# start of Document excerpt

After we had embarked and gone half a mile, my companion remembered that
he had left his knife, and we paddled back to get it, against the strong
and swift current. This taught us the difference between going up and
down the stream, for while we were working our way back a quarter of a
mile, we should have gone down a mile and half at least. So we landed,
and while he and the Indian were gone back for it, I watched the motions
of the foam, a kind of white waterfowl near the shore, forty or fifty
rods below. It alternately appeared and disappeared behind the rock,
being carried round by an eddy.

Immediately below these falls was the Chesuncook Deadwater, caused by
the flowing back of the lake. As we paddled slowly over this, the Indian
told us a story of his hunting thereabouts, and something more
interesting about himself. It appeared that he had represented his tribe
at Augusta, and once at Washington. He had a great idea of education,
and would occasionally break out into such expressions as this,
“Kademy--good thing--I suppose they usum Fifth Reader there. You been
college?”

# end of Document excerpt

## Required task 1
Translate this sentence from the canoe trip passage into Spanish: "It appeared that he had represented his tribe at Augusta, and once at Washington."
## Required task 2
Write out the entries without any change, from their first line up to and including the line with "M 128 8 L 134".
The canoe trip passage and the entries have no connection to each other.

# start of Source records

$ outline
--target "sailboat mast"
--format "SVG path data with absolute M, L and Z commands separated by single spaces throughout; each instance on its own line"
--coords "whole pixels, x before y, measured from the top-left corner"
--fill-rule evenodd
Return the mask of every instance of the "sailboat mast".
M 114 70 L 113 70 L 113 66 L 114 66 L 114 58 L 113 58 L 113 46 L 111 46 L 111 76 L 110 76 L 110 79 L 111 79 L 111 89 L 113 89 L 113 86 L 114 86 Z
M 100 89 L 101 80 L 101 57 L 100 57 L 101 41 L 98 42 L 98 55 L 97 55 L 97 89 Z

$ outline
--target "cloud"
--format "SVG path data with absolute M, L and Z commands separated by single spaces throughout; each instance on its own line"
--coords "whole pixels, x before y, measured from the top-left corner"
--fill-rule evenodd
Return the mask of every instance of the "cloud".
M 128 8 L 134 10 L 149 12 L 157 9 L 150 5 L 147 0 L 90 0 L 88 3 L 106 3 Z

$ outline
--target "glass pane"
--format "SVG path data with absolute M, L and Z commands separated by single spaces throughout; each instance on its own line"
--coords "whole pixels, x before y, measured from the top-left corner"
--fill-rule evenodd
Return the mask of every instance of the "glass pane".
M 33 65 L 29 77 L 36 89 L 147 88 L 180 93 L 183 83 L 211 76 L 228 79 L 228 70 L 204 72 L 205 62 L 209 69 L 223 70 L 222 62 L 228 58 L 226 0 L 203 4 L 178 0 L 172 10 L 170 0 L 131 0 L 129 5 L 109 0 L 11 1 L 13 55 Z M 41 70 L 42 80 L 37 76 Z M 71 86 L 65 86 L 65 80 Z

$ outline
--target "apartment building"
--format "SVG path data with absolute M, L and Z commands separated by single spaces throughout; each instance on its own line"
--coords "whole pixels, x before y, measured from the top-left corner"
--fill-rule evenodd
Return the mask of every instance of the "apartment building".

# end of Source records

## Written reply 1
Resultó que había representado a su tribu en Augusta y, una vez, en Washington.

## Written reply 2
$ outline
--target "sailboat mast"
--format "SVG path data with absolute M, L and Z commands separated by single spaces throughout; each instance on its own line"
--coords "whole pixels, x before y, measured from the top-left corner"
--fill-rule evenodd
Return the mask of every instance of the "sailboat mast".
M 114 70 L 113 70 L 113 66 L 114 66 L 114 58 L 113 58 L 113 46 L 111 46 L 111 76 L 110 76 L 110 79 L 111 79 L 111 89 L 113 89 L 113 86 L 114 86 Z
M 100 89 L 101 80 L 101 57 L 100 57 L 101 41 L 98 42 L 98 55 L 97 55 L 97 89 Z

$ outline
--target "cloud"
--format "SVG path data with absolute M, L and Z commands separated by single spaces throughout; each instance on its own line"
--coords "whole pixels, x before y, measured from the top-left corner"
--fill-rule evenodd
Return the mask of every instance of the "cloud".
M 128 8 L 134 10 L 149 12 L 157 9 L 150 5 L 147 0 L 90 0 L 88 3 L 106 3 Z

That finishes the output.